◆ **WRITTEN EXERCISE**: Reproduce word for word the rows below, from the line containing "Mark every instance of the white cloud" through the final row, with both ends included.

◆ **MATERIAL FOR THE TASK**:
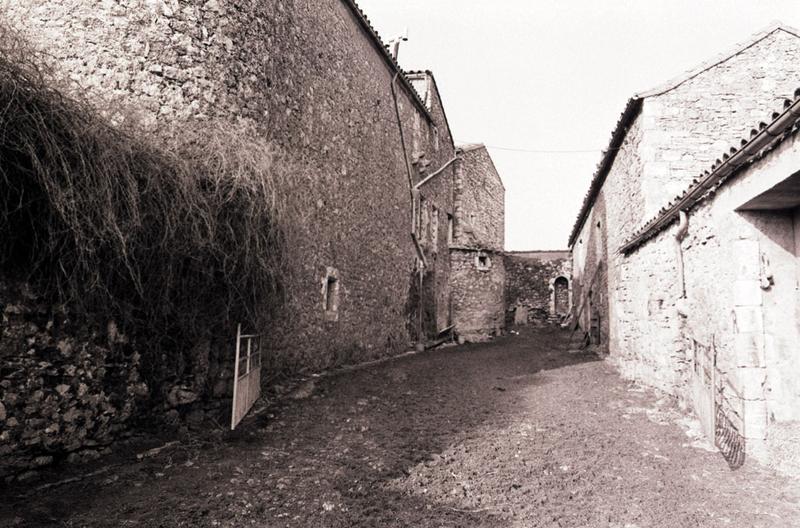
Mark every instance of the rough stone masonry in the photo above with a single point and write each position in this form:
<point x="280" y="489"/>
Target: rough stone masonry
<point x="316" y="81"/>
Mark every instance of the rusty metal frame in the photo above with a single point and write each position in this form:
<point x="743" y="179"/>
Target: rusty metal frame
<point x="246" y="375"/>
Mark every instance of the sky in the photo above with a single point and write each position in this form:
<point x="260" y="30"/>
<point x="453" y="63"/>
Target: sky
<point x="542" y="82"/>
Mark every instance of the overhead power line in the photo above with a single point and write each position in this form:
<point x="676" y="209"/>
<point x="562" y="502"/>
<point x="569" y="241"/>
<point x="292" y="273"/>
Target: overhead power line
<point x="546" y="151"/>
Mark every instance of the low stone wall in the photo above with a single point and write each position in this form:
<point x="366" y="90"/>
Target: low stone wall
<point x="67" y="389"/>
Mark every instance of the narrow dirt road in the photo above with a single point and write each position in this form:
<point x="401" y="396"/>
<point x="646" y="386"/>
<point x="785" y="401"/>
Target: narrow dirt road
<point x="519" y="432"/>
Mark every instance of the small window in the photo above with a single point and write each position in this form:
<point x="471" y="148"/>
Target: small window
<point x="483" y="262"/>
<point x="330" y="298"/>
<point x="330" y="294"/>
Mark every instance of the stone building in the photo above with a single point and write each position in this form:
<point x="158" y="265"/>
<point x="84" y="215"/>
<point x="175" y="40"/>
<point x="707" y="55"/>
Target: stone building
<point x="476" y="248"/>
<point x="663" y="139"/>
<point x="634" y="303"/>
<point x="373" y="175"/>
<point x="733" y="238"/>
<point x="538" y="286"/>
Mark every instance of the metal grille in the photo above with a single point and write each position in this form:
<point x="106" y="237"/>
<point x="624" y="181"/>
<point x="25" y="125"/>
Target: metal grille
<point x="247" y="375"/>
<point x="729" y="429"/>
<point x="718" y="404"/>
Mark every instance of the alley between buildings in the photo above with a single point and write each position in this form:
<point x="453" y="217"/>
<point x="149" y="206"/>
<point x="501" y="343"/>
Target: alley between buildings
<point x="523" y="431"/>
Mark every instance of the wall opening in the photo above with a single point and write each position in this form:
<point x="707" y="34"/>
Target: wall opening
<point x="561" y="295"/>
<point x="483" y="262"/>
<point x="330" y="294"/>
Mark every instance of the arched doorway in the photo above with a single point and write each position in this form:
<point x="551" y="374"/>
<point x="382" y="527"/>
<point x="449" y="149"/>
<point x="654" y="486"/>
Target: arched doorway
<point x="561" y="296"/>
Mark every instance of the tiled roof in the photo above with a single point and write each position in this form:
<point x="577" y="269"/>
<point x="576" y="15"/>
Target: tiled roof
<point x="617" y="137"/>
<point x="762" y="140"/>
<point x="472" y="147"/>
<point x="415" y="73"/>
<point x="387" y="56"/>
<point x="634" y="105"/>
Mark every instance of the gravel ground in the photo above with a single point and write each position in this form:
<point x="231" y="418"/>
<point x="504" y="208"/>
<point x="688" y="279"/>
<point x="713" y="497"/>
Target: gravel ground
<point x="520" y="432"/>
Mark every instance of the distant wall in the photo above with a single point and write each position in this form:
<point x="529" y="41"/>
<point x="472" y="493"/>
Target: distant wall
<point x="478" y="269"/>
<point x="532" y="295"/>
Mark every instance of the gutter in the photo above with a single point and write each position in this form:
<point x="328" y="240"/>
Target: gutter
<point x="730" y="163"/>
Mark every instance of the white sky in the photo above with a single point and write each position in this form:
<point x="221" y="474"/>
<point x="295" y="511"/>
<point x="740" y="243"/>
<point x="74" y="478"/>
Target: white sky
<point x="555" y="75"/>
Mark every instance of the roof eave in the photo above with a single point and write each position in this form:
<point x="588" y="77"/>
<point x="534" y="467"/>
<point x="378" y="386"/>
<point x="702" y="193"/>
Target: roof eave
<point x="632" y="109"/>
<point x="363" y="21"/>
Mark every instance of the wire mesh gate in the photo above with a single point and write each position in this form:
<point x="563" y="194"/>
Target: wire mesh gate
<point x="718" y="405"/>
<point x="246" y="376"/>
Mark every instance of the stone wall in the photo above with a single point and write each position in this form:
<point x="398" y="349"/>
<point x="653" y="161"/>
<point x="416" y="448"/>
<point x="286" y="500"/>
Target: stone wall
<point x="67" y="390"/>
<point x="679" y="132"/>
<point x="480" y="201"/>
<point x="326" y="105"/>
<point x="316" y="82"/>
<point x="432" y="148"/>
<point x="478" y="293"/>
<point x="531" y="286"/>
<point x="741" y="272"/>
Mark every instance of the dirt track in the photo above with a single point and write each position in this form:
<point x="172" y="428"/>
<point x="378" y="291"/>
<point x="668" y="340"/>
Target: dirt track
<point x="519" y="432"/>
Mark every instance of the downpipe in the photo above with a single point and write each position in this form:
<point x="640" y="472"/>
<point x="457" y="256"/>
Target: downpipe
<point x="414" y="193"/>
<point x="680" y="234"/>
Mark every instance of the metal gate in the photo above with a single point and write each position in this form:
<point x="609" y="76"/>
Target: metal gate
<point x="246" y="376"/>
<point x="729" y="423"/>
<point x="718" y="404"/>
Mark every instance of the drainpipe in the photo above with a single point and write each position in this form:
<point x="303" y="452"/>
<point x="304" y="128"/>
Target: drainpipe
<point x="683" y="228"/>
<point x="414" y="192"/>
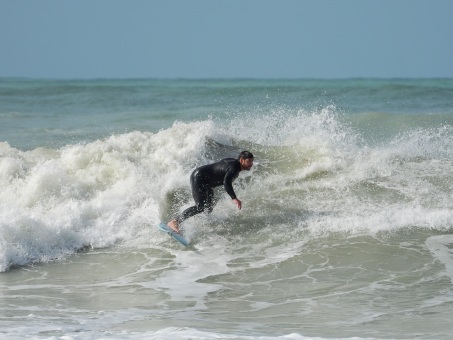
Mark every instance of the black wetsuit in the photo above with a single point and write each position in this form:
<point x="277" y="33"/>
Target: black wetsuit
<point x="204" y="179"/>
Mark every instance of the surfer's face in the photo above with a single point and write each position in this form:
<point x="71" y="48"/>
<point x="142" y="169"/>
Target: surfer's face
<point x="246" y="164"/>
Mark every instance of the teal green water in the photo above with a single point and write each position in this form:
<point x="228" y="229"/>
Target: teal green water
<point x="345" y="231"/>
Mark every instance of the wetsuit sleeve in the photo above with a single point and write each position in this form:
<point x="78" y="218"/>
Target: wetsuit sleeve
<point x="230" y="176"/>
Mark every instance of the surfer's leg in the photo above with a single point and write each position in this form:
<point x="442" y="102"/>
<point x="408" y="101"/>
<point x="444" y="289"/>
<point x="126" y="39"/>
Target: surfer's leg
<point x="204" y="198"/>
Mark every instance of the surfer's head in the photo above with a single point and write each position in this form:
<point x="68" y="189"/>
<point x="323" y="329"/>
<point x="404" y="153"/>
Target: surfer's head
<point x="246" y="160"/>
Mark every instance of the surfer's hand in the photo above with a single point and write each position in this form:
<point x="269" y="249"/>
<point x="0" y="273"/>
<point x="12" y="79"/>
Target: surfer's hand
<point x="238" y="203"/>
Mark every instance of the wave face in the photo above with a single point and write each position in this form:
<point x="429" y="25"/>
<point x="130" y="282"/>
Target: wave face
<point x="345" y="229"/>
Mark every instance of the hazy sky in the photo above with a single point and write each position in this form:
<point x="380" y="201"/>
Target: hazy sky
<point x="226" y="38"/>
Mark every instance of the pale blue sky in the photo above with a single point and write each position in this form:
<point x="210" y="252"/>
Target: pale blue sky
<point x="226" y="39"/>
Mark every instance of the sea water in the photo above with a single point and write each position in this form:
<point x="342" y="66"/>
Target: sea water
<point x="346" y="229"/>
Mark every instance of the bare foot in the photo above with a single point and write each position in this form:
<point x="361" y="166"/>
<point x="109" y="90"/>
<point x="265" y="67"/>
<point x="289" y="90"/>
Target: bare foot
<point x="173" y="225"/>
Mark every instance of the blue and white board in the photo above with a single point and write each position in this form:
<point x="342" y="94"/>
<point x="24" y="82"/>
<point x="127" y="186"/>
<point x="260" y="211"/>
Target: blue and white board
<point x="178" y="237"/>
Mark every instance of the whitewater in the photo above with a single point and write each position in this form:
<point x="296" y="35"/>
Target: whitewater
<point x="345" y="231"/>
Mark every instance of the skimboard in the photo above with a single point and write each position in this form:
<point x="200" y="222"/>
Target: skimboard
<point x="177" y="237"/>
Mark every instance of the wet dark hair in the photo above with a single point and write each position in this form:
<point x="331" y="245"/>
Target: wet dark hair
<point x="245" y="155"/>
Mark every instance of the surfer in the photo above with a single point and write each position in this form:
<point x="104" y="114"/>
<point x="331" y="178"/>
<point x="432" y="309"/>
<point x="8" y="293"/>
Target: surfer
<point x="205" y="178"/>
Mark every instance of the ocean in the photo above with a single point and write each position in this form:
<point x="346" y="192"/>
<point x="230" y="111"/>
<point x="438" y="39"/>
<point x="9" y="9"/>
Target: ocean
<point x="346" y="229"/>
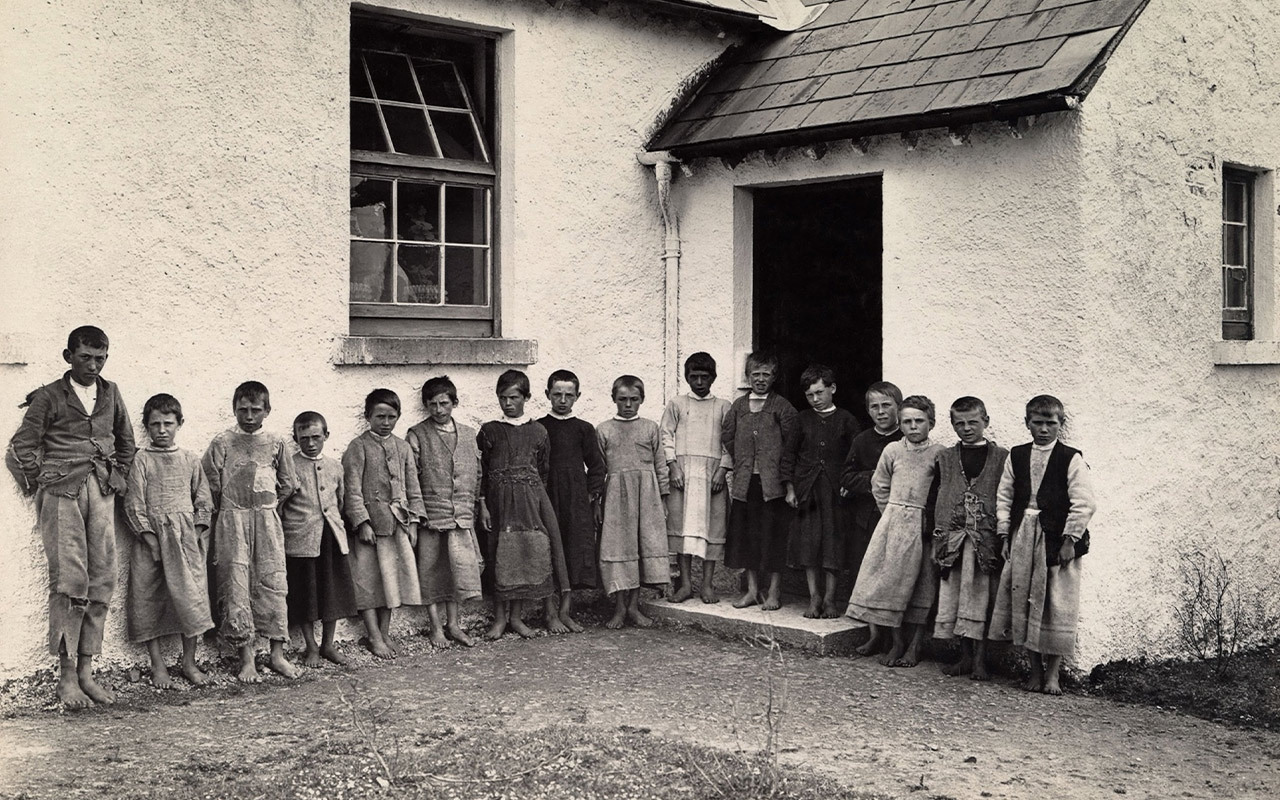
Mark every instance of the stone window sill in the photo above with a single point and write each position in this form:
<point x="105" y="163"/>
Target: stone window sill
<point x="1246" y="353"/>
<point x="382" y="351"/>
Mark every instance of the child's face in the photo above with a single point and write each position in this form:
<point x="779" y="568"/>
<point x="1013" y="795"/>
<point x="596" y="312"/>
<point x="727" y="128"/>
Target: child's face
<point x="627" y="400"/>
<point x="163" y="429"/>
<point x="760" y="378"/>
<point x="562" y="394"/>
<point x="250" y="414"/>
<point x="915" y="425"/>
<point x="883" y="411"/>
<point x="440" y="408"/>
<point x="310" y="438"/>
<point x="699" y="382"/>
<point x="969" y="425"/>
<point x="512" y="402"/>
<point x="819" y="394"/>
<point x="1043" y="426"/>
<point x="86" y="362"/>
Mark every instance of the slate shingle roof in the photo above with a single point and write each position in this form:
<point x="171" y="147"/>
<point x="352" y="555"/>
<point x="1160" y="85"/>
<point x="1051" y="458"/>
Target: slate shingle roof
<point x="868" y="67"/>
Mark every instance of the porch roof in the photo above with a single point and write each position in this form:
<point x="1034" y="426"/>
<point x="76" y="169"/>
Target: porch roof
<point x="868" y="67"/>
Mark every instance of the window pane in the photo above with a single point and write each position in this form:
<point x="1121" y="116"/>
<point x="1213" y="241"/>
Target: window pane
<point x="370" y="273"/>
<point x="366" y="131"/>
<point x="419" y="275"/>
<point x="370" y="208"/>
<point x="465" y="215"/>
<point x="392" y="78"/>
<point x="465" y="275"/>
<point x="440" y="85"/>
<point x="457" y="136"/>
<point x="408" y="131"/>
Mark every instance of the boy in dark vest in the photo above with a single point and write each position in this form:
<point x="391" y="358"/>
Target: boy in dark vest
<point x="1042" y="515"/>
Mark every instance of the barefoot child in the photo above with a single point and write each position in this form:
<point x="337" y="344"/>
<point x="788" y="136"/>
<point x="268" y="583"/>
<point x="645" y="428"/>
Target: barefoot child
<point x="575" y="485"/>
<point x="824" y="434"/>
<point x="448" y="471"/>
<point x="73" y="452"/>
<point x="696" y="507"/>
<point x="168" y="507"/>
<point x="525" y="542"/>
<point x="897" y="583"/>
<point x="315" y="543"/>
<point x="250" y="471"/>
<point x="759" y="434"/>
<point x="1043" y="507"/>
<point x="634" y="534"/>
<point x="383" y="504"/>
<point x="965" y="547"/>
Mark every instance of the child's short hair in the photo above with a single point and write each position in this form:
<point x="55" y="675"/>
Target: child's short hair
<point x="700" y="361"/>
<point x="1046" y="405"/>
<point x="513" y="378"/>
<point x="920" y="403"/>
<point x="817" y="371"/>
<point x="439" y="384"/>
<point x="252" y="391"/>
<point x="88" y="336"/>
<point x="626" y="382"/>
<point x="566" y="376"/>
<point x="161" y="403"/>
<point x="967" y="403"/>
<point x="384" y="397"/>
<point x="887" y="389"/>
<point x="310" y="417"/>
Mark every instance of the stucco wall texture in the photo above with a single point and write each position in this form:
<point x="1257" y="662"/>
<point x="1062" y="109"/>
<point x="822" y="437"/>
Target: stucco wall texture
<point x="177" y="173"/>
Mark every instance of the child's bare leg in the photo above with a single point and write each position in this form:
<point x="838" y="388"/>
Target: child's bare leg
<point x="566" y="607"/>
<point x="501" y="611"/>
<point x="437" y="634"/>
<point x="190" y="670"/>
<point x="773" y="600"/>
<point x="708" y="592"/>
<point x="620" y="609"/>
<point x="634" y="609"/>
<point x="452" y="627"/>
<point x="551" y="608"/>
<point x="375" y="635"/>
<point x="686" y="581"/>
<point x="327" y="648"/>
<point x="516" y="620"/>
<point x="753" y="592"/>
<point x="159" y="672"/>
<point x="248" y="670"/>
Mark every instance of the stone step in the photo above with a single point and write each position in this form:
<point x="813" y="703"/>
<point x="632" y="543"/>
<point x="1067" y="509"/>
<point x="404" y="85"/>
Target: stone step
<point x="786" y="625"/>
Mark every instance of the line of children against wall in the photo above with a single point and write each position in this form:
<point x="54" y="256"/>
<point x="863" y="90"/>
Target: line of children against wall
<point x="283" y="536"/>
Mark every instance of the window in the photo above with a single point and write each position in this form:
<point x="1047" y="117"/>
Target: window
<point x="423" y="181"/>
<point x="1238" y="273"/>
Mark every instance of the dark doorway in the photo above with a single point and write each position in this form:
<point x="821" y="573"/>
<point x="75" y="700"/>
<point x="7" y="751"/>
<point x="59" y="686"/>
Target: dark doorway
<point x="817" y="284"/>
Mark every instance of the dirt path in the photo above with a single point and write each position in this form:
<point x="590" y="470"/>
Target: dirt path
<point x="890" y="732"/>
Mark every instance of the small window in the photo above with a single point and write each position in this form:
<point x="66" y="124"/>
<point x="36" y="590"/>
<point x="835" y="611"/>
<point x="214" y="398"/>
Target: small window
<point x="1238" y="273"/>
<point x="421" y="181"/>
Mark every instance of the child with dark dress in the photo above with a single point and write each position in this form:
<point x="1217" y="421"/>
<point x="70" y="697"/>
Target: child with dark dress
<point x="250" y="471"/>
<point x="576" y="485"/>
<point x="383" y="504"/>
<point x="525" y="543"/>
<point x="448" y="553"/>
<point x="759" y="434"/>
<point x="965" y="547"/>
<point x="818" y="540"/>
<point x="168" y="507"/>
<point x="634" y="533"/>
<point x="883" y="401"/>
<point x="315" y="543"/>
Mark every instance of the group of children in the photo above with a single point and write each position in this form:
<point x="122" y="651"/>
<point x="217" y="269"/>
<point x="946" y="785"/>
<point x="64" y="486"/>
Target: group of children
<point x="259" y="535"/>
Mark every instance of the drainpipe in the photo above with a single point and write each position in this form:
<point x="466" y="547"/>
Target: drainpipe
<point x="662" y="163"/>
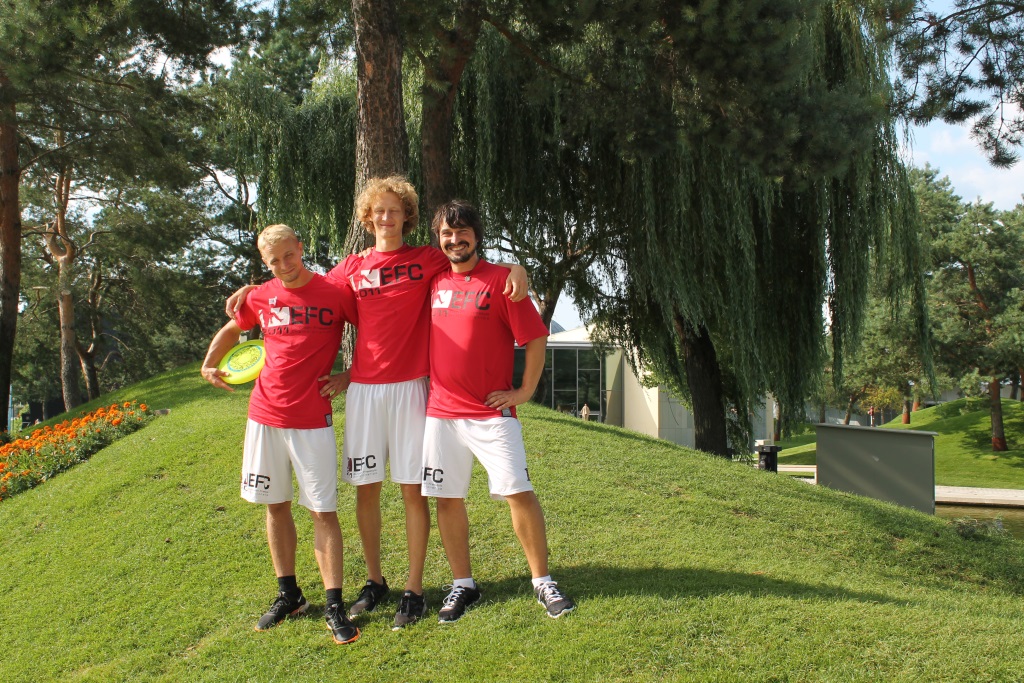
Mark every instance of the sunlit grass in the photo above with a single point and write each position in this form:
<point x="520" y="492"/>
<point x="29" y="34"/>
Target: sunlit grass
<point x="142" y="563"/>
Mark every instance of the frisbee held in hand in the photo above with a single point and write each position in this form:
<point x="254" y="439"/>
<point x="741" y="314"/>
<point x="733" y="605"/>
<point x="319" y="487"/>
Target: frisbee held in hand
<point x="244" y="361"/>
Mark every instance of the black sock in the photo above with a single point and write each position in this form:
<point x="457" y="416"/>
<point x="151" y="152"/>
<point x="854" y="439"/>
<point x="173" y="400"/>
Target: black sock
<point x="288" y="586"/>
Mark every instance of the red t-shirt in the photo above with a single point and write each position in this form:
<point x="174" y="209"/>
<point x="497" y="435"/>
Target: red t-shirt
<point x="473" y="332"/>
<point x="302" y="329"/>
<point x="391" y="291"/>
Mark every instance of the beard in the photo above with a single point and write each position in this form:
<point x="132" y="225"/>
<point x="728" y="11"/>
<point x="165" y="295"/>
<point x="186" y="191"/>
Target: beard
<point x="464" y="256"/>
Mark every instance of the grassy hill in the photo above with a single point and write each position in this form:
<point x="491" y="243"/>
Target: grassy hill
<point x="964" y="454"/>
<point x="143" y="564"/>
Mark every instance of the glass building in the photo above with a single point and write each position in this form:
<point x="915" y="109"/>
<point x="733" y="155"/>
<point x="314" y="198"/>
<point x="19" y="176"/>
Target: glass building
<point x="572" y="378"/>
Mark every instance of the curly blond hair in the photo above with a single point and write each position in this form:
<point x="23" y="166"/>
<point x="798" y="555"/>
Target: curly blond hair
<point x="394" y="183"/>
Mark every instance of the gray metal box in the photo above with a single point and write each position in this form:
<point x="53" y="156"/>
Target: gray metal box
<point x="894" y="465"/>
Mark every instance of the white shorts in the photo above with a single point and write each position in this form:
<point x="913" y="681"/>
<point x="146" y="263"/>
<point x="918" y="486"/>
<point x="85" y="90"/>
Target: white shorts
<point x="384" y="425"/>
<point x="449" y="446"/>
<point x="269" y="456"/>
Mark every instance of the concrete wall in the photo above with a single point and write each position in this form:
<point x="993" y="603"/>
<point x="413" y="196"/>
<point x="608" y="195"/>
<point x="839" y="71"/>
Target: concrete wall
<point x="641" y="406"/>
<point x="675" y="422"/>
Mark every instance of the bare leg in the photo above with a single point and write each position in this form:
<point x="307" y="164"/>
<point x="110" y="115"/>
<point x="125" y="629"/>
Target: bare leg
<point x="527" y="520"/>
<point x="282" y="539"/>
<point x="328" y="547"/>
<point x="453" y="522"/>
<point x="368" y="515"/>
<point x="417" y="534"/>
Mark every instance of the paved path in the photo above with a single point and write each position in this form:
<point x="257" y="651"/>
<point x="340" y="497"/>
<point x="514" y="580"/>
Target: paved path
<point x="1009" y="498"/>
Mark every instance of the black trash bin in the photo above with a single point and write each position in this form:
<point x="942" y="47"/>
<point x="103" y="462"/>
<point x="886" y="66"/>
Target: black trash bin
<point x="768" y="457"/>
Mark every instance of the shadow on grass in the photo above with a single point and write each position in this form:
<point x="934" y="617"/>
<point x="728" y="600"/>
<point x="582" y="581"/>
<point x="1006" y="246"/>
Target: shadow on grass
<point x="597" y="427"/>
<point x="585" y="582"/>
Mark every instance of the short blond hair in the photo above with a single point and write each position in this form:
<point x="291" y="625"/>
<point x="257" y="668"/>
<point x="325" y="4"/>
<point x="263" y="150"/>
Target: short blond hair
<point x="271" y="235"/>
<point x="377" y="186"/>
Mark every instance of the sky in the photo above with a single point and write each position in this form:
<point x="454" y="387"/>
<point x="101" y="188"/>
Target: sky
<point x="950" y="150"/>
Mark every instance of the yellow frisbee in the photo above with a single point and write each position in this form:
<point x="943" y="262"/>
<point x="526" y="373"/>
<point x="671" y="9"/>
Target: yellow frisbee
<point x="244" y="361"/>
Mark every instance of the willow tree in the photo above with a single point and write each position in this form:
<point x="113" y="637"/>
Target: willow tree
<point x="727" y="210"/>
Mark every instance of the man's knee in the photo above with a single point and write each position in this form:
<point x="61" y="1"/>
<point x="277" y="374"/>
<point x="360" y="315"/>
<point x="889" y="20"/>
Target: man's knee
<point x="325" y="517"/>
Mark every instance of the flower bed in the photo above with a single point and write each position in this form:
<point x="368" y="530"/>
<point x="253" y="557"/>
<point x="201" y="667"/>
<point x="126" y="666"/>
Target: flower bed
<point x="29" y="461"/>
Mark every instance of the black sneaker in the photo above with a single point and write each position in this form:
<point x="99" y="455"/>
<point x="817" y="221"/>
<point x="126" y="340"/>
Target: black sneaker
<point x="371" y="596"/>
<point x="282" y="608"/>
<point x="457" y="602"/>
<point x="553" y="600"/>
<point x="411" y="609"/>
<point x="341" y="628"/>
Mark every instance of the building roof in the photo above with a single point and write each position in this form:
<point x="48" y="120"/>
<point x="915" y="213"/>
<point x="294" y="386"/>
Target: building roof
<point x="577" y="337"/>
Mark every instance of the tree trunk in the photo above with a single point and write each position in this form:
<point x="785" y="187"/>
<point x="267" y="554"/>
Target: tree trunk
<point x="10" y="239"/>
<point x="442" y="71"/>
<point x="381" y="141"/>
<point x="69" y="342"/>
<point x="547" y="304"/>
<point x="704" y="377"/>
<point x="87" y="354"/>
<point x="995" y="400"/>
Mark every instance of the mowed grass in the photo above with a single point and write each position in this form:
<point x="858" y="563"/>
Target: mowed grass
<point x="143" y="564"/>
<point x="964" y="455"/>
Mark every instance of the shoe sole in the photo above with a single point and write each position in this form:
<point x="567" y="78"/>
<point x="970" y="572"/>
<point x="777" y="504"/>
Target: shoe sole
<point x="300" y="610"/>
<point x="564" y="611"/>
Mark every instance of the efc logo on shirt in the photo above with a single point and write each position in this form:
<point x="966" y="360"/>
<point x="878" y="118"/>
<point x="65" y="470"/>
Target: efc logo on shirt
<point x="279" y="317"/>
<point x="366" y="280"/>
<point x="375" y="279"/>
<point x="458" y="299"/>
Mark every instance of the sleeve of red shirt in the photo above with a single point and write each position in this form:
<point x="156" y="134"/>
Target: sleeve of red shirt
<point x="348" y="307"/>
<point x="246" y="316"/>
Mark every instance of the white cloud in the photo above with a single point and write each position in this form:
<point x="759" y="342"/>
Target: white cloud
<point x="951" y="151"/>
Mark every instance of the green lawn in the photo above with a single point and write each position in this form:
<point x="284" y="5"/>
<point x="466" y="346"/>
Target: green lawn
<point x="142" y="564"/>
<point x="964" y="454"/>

◆ **ANSWER**:
Mark every instance of the white cloud in the photo above with a single point and write each position in this form:
<point x="759" y="342"/>
Target: white cloud
<point x="951" y="151"/>
Mark every instance of the green lawn in the photo above with a single point and write each position in this form:
<point x="284" y="5"/>
<point x="466" y="346"/>
Target: green lawn
<point x="142" y="564"/>
<point x="964" y="454"/>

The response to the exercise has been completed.